Each entry that follows is to be retyped exactly. Pictures do not belong in the copy.

++++++++++

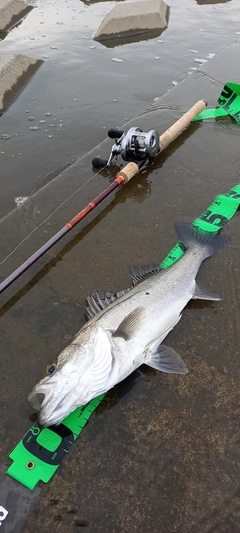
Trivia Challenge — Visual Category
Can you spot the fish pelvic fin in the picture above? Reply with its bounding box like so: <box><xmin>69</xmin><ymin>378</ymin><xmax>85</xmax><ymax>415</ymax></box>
<box><xmin>115</xmin><ymin>369</ymin><xmax>146</xmax><ymax>397</ymax></box>
<box><xmin>174</xmin><ymin>221</ymin><xmax>230</xmax><ymax>259</ymax></box>
<box><xmin>113</xmin><ymin>306</ymin><xmax>145</xmax><ymax>340</ymax></box>
<box><xmin>146</xmin><ymin>344</ymin><xmax>188</xmax><ymax>374</ymax></box>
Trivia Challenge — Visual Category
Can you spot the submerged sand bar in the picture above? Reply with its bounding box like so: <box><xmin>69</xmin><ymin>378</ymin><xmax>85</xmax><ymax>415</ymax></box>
<box><xmin>0</xmin><ymin>0</ymin><xmax>32</xmax><ymax>32</ymax></box>
<box><xmin>0</xmin><ymin>54</ymin><xmax>42</xmax><ymax>112</ymax></box>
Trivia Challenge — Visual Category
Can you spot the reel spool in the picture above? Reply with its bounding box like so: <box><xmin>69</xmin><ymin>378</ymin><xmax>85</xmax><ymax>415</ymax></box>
<box><xmin>92</xmin><ymin>127</ymin><xmax>160</xmax><ymax>169</ymax></box>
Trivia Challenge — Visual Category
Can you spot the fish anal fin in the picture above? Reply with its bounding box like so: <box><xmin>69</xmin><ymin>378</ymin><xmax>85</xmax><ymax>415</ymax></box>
<box><xmin>193</xmin><ymin>282</ymin><xmax>221</xmax><ymax>301</ymax></box>
<box><xmin>146</xmin><ymin>344</ymin><xmax>188</xmax><ymax>374</ymax></box>
<box><xmin>113</xmin><ymin>306</ymin><xmax>145</xmax><ymax>340</ymax></box>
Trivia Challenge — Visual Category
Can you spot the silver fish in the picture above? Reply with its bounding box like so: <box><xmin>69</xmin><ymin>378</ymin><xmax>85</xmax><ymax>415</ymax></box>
<box><xmin>28</xmin><ymin>222</ymin><xmax>230</xmax><ymax>427</ymax></box>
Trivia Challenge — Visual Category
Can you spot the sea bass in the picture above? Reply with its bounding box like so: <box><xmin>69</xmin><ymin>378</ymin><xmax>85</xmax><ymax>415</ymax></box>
<box><xmin>28</xmin><ymin>222</ymin><xmax>230</xmax><ymax>427</ymax></box>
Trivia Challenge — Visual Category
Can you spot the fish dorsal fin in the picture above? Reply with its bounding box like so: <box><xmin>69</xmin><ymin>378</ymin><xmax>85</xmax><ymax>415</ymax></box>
<box><xmin>129</xmin><ymin>265</ymin><xmax>160</xmax><ymax>286</ymax></box>
<box><xmin>85</xmin><ymin>289</ymin><xmax>130</xmax><ymax>320</ymax></box>
<box><xmin>113</xmin><ymin>306</ymin><xmax>145</xmax><ymax>340</ymax></box>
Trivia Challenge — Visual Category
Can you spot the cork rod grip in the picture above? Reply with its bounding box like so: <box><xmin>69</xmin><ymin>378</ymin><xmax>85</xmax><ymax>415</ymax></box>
<box><xmin>159</xmin><ymin>99</ymin><xmax>207</xmax><ymax>151</ymax></box>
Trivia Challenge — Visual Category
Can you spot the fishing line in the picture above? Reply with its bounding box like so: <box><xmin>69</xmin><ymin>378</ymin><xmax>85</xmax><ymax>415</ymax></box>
<box><xmin>0</xmin><ymin>159</ymin><xmax>112</xmax><ymax>267</ymax></box>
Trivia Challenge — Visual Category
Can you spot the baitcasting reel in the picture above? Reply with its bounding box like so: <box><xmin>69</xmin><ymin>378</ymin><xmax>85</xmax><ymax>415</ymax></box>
<box><xmin>92</xmin><ymin>127</ymin><xmax>160</xmax><ymax>169</ymax></box>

++++++++++

(ANSWER BOX):
Trivia Challenge — Visual Category
Can you spot the fish pelvic fin in the picture above? Reply with its bounding box like so: <box><xmin>69</xmin><ymin>378</ymin><xmax>85</xmax><ymax>415</ymax></box>
<box><xmin>115</xmin><ymin>369</ymin><xmax>146</xmax><ymax>397</ymax></box>
<box><xmin>174</xmin><ymin>221</ymin><xmax>230</xmax><ymax>259</ymax></box>
<box><xmin>113</xmin><ymin>306</ymin><xmax>145</xmax><ymax>340</ymax></box>
<box><xmin>146</xmin><ymin>344</ymin><xmax>188</xmax><ymax>374</ymax></box>
Trivia Challenge — Visual Category
Can you spot the submerged sand bar in the picture above? Reply with its bounding box like so: <box><xmin>69</xmin><ymin>378</ymin><xmax>85</xmax><ymax>415</ymax></box>
<box><xmin>0</xmin><ymin>0</ymin><xmax>32</xmax><ymax>32</ymax></box>
<box><xmin>0</xmin><ymin>54</ymin><xmax>42</xmax><ymax>112</ymax></box>
Trivia Challenge — Visual Category
Can you spot the reel spool in the picture above? Reply with its bounding box like so: <box><xmin>69</xmin><ymin>378</ymin><xmax>85</xmax><ymax>415</ymax></box>
<box><xmin>92</xmin><ymin>127</ymin><xmax>160</xmax><ymax>169</ymax></box>
Trivia Challenge — Visual Category
Can you spot the fish anal fin in the picture above? Reply with its bounding box like so: <box><xmin>69</xmin><ymin>378</ymin><xmax>85</xmax><ymax>415</ymax></box>
<box><xmin>193</xmin><ymin>282</ymin><xmax>221</xmax><ymax>301</ymax></box>
<box><xmin>146</xmin><ymin>344</ymin><xmax>188</xmax><ymax>374</ymax></box>
<box><xmin>113</xmin><ymin>306</ymin><xmax>145</xmax><ymax>340</ymax></box>
Trivia Challenge — Visual Category
Can you spot the silver fish in the picture above? Reply with its bounding box like so: <box><xmin>69</xmin><ymin>378</ymin><xmax>85</xmax><ymax>415</ymax></box>
<box><xmin>28</xmin><ymin>222</ymin><xmax>230</xmax><ymax>427</ymax></box>
Trivia Challenge — Visual Category
Can you spot the sea bass in the picture above? Reply with its bounding box like so: <box><xmin>69</xmin><ymin>378</ymin><xmax>85</xmax><ymax>415</ymax></box>
<box><xmin>28</xmin><ymin>222</ymin><xmax>230</xmax><ymax>427</ymax></box>
Trivia Challenge — Visual Category
Can you spot the fish dorsal fin in the picture above? Reply with its bounding box like so: <box><xmin>69</xmin><ymin>378</ymin><xmax>85</xmax><ymax>415</ymax></box>
<box><xmin>129</xmin><ymin>265</ymin><xmax>160</xmax><ymax>286</ymax></box>
<box><xmin>85</xmin><ymin>289</ymin><xmax>130</xmax><ymax>320</ymax></box>
<box><xmin>113</xmin><ymin>306</ymin><xmax>145</xmax><ymax>340</ymax></box>
Trivia Challenge — Visual Category
Can you spot the cork rod grip in the picture above? Reply with its bounding box like so: <box><xmin>69</xmin><ymin>378</ymin><xmax>85</xmax><ymax>415</ymax></box>
<box><xmin>159</xmin><ymin>99</ymin><xmax>207</xmax><ymax>151</ymax></box>
Trivia Challenge — Visual Category
Can you spot the fishing line in the picture above? Reply with its bounding box like so: <box><xmin>69</xmin><ymin>378</ymin><xmax>85</xmax><ymax>415</ymax></box>
<box><xmin>0</xmin><ymin>159</ymin><xmax>112</xmax><ymax>267</ymax></box>
Trivia Challenge — Visual Category
Can you spot the baitcasting reel in the picture above? Reply with its bounding box like so: <box><xmin>69</xmin><ymin>378</ymin><xmax>85</xmax><ymax>415</ymax></box>
<box><xmin>92</xmin><ymin>127</ymin><xmax>160</xmax><ymax>169</ymax></box>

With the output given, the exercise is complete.